'''
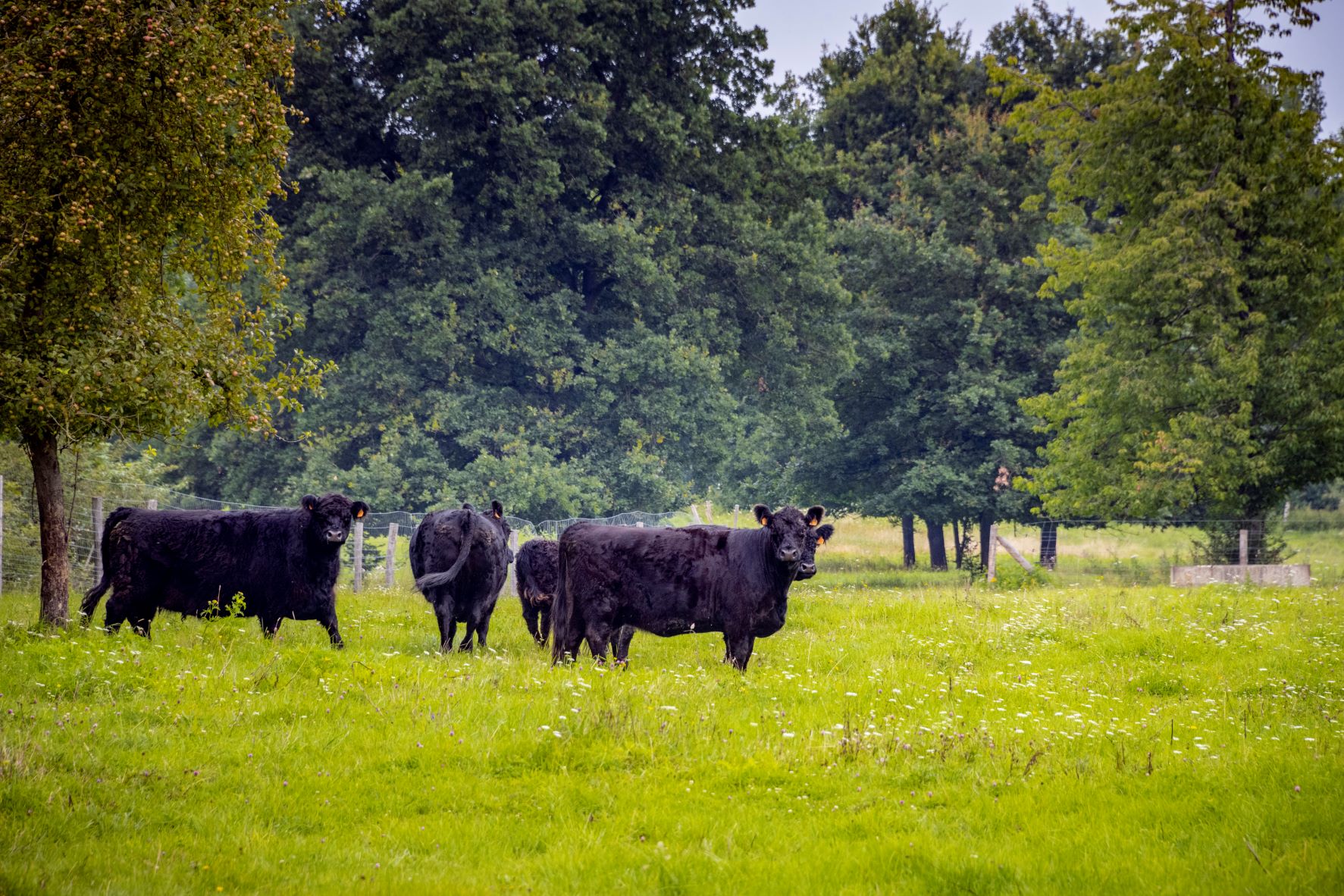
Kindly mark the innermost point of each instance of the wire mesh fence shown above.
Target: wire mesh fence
(382, 536)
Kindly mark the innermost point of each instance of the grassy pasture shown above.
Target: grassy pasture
(900, 735)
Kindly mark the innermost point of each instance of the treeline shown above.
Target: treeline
(582, 257)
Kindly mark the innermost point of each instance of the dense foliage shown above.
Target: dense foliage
(142, 141)
(559, 259)
(1208, 371)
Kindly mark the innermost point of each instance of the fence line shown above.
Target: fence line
(378, 543)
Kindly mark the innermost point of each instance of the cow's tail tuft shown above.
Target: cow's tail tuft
(562, 612)
(96, 593)
(436, 579)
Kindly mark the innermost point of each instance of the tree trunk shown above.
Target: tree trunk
(937, 548)
(1048, 543)
(907, 540)
(52, 523)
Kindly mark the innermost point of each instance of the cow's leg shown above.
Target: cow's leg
(468, 631)
(328, 619)
(544, 612)
(622, 644)
(446, 624)
(598, 634)
(738, 649)
(530, 617)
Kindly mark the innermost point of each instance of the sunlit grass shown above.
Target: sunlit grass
(910, 739)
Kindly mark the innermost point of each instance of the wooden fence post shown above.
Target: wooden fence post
(1243, 555)
(1015, 553)
(359, 553)
(97, 539)
(390, 570)
(991, 567)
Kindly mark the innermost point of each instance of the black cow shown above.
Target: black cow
(460, 559)
(194, 562)
(679, 581)
(817, 535)
(537, 575)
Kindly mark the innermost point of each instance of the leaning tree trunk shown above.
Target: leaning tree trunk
(52, 523)
(1048, 543)
(907, 540)
(937, 548)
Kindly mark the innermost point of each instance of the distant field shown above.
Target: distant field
(952, 738)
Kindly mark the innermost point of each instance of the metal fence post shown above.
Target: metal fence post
(359, 553)
(991, 569)
(1243, 555)
(391, 555)
(97, 539)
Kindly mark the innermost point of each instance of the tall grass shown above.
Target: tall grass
(890, 739)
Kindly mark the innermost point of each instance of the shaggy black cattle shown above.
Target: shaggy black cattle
(194, 562)
(537, 574)
(817, 535)
(460, 559)
(679, 581)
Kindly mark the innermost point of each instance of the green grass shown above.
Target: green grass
(913, 739)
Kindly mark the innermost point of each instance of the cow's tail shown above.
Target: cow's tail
(437, 579)
(96, 593)
(562, 612)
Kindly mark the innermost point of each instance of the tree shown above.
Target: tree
(558, 257)
(142, 141)
(1208, 370)
(932, 234)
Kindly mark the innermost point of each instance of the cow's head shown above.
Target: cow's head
(330, 516)
(788, 528)
(817, 535)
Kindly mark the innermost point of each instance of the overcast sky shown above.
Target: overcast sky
(797, 29)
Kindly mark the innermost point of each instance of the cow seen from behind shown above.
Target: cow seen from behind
(460, 560)
(284, 563)
(537, 577)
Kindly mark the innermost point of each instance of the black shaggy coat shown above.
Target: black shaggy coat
(537, 577)
(194, 562)
(817, 535)
(460, 559)
(679, 581)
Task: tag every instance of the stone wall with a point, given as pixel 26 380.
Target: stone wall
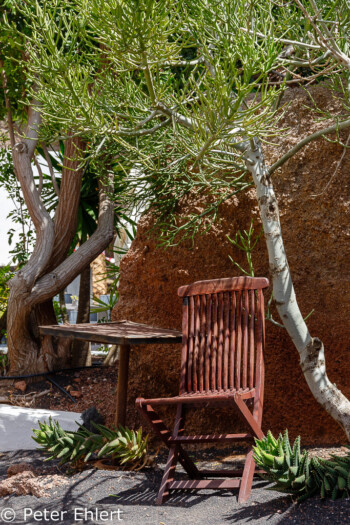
pixel 315 215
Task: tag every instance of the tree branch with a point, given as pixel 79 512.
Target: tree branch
pixel 52 173
pixel 7 105
pixel 327 38
pixel 48 285
pixel 306 140
pixel 283 40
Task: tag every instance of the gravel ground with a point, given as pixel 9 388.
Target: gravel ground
pixel 100 496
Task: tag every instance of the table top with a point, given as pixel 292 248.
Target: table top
pixel 117 333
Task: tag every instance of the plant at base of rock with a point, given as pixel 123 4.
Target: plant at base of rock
pixel 122 445
pixel 293 472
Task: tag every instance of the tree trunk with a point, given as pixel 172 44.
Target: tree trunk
pixel 48 271
pixel 81 350
pixel 311 350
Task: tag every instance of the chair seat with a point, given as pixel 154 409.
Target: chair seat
pixel 201 397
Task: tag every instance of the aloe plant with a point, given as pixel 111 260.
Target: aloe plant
pixel 294 472
pixel 122 445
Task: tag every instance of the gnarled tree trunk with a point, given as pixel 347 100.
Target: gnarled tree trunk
pixel 48 270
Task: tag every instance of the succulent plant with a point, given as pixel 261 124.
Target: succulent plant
pixel 294 472
pixel 121 445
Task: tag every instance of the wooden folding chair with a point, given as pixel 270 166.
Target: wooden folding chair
pixel 222 364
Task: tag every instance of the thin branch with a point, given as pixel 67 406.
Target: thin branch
pixel 141 132
pixel 38 167
pixel 325 40
pixel 184 121
pixel 8 106
pixel 282 40
pixel 336 168
pixel 184 63
pixel 51 170
pixel 318 134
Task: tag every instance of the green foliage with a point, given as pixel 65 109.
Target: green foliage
pixel 294 472
pixel 4 364
pixel 59 312
pixel 122 445
pixel 19 215
pixel 5 275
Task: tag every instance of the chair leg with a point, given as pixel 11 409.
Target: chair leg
pixel 251 419
pixel 154 421
pixel 247 477
pixel 168 475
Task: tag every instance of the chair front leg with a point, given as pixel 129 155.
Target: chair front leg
pixel 156 423
pixel 168 475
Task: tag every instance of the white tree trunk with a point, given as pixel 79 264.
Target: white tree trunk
pixel 311 350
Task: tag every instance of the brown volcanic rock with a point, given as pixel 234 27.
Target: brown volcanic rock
pixel 316 232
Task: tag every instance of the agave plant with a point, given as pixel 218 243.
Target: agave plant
pixel 122 445
pixel 294 472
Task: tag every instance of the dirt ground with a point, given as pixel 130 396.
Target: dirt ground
pixel 89 387
pixel 100 496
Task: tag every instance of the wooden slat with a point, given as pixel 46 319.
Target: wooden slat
pixel 203 337
pixel 226 341
pixel 205 484
pixel 221 341
pixel 251 339
pixel 211 438
pixel 245 338
pixel 190 345
pixel 223 285
pixel 232 340
pixel 215 342
pixel 239 341
pixel 208 344
pixel 197 321
pixel 184 356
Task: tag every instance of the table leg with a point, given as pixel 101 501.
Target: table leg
pixel 122 388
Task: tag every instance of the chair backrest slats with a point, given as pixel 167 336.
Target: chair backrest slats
pixel 226 341
pixel 245 337
pixel 239 340
pixel 233 340
pixel 215 341
pixel 223 334
pixel 251 338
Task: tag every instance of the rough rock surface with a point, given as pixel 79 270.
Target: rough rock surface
pixel 314 205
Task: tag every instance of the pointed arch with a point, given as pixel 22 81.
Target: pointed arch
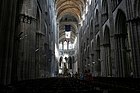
pixel 107 52
pixel 121 45
pixel 137 8
pixel 104 11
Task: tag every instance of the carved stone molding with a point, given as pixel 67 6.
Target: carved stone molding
pixel 26 19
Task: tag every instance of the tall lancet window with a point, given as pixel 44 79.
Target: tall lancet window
pixel 65 45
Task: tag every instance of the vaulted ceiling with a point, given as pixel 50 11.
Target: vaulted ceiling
pixel 69 12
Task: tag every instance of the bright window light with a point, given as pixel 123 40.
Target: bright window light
pixel 67 34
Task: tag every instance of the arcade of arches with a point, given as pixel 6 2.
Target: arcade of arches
pixel 53 38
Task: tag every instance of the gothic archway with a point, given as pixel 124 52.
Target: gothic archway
pixel 98 58
pixel 121 45
pixel 104 11
pixel 107 52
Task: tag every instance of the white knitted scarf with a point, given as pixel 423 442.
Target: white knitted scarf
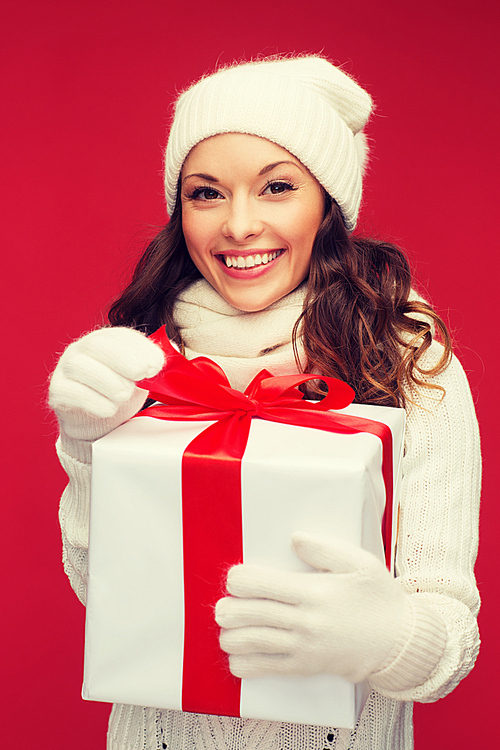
pixel 241 343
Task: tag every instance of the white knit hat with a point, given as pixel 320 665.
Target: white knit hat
pixel 304 104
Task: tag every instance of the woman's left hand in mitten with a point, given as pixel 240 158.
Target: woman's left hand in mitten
pixel 348 617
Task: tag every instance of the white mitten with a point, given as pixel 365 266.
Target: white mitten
pixel 348 617
pixel 93 390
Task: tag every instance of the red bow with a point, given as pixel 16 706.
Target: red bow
pixel 211 491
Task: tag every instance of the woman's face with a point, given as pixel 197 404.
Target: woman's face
pixel 250 213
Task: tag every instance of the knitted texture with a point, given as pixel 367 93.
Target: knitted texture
pixel 435 556
pixel 263 98
pixel 349 617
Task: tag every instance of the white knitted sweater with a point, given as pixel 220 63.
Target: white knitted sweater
pixel 435 555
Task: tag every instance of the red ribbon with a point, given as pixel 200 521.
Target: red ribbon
pixel 211 492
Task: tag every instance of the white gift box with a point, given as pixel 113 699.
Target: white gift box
pixel 293 479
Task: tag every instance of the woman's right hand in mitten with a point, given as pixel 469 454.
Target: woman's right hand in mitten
pixel 93 390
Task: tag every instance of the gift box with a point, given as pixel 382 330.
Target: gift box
pixel 163 533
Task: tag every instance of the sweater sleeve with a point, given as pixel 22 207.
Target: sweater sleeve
pixel 74 450
pixel 438 538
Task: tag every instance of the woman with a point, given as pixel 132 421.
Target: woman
pixel 258 268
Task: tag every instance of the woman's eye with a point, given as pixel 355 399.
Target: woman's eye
pixel 205 194
pixel 278 187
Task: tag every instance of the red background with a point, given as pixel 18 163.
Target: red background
pixel 86 89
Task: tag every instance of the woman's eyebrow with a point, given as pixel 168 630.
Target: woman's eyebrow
pixel 270 167
pixel 202 176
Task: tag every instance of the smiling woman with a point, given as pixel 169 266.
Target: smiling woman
pixel 250 228
pixel 258 268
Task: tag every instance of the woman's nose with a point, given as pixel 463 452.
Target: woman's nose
pixel 242 221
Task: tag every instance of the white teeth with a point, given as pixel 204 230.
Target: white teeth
pixel 249 261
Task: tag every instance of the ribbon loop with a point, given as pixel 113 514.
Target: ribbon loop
pixel 211 480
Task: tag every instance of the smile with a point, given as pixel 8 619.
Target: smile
pixel 250 261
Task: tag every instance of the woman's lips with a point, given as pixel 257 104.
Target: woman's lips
pixel 249 265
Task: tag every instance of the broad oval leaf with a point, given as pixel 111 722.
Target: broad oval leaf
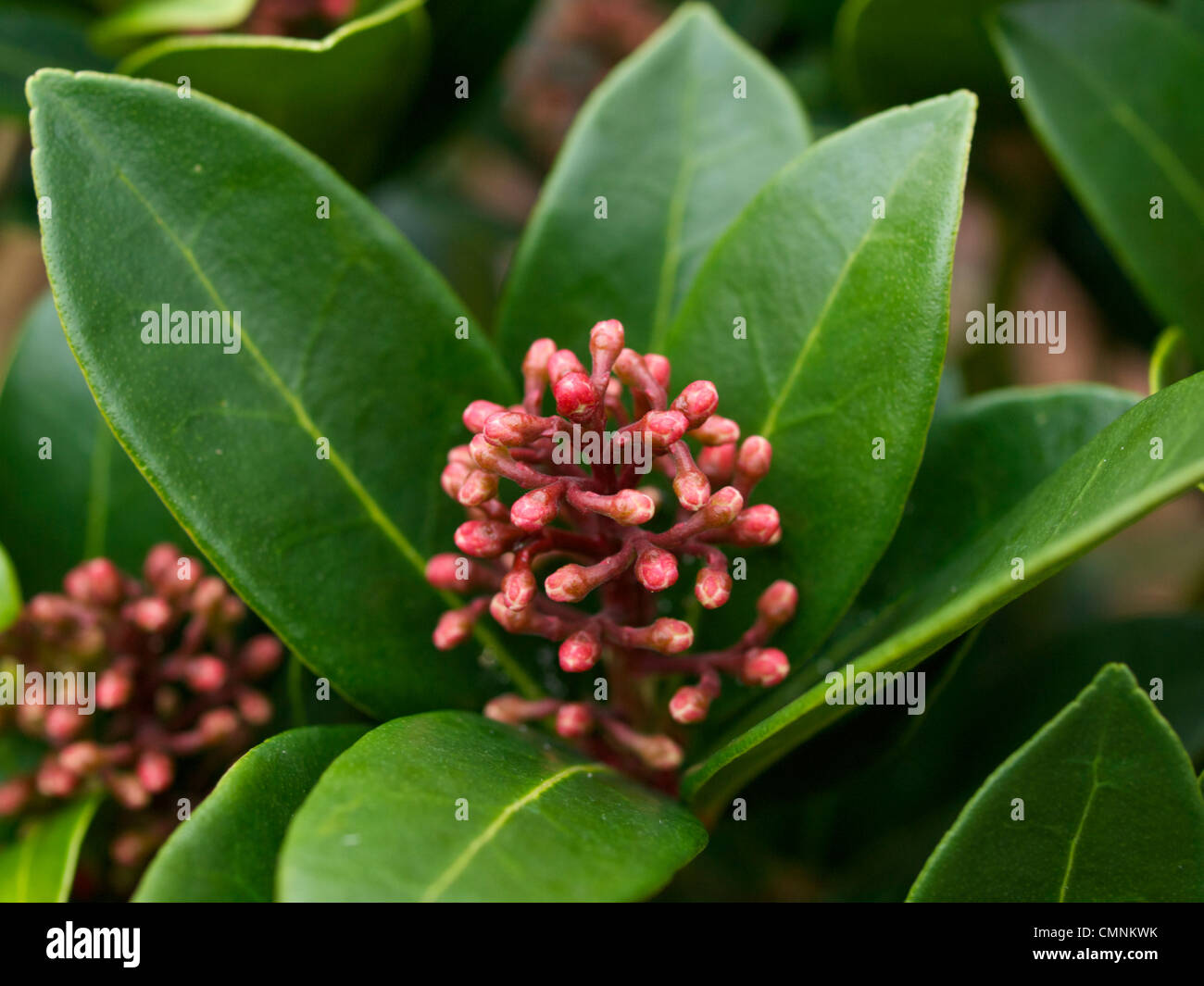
pixel 68 492
pixel 1109 483
pixel 348 348
pixel 677 153
pixel 1112 89
pixel 847 318
pixel 228 849
pixel 39 39
pixel 338 96
pixel 10 592
pixel 541 822
pixel 40 866
pixel 1111 812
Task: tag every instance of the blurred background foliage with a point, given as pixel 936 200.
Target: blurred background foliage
pixel 855 813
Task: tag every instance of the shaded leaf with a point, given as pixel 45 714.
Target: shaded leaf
pixel 542 824
pixel 847 319
pixel 40 866
pixel 1111 812
pixel 1112 91
pixel 1108 484
pixel 87 499
pixel 340 96
pixel 677 156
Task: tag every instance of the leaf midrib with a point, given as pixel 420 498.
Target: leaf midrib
pixel 456 868
pixel 373 511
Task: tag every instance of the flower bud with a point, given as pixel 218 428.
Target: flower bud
pixel 156 770
pixel 570 583
pixel 576 396
pixel 205 673
pixel 581 650
pixel 691 489
pixel 658 366
pixel 95 581
pixel 778 604
pixel 485 538
pixel 765 668
pixel 606 340
pixel 573 718
pixel 657 568
pixel 478 486
pixel 534 364
pixel 718 462
pixel 453 629
pixel 722 507
pixel 510 429
pixel 537 508
pixel 149 614
pixel 697 402
pixel 757 525
pixel 717 431
pixel 518 589
pixel 689 705
pixel 713 588
pixel 561 364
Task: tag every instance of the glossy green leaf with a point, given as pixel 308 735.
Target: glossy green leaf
pixel 542 824
pixel 675 156
pixel 340 96
pixel 1108 484
pixel 982 457
pixel 1172 359
pixel 87 499
pixel 10 592
pixel 847 319
pixel 1111 812
pixel 32 39
pixel 1112 89
pixel 40 866
pixel 347 336
pixel 227 852
pixel 145 19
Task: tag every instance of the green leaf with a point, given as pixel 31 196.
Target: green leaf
pixel 897 51
pixel 1172 359
pixel 227 852
pixel 10 592
pixel 144 19
pixel 1111 812
pixel 677 156
pixel 32 40
pixel 1108 484
pixel 40 866
pixel 847 318
pixel 1112 91
pixel 340 96
pixel 87 499
pixel 542 824
pixel 347 336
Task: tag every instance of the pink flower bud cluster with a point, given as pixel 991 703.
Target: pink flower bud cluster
pixel 173 688
pixel 578 533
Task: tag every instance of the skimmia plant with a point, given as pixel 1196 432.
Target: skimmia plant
pixel 562 694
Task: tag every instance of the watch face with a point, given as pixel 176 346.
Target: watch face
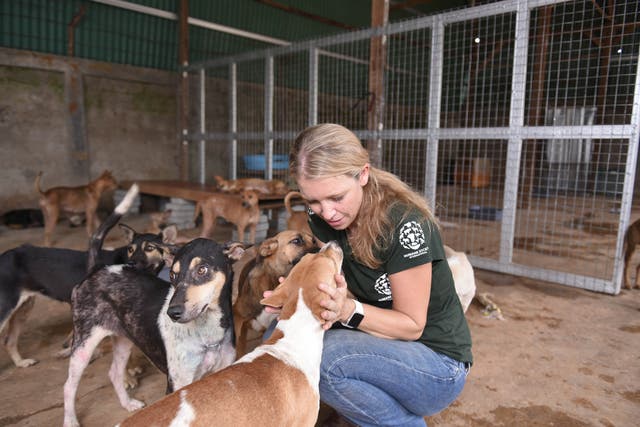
pixel 355 320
'''
Every line from the one containing "Task: tag every instance of the green leaf" through the end of the data above should be copied exactly; nothing else is copied, and pictures are omitted.

Task: tag every instance of the green leaf with a point, given as pixel 31 196.
Target: green leaf
pixel 897 51
pixel 1172 359
pixel 227 852
pixel 10 592
pixel 144 19
pixel 1111 812
pixel 677 156
pixel 32 40
pixel 1108 484
pixel 40 866
pixel 847 318
pixel 1112 91
pixel 340 96
pixel 87 499
pixel 542 824
pixel 347 336
Task: tag every instance of the pink flower bud cluster with a point, given as pixel 991 703.
Target: pink flower bud cluster
pixel 173 688
pixel 578 533
Task: tag every instance of the skimmia plant with a point, given as pixel 1196 432.
Target: skimmia plant
pixel 562 694
Task: tag every instance of the watch face with a point, given as pixel 176 346.
Target: watch face
pixel 355 320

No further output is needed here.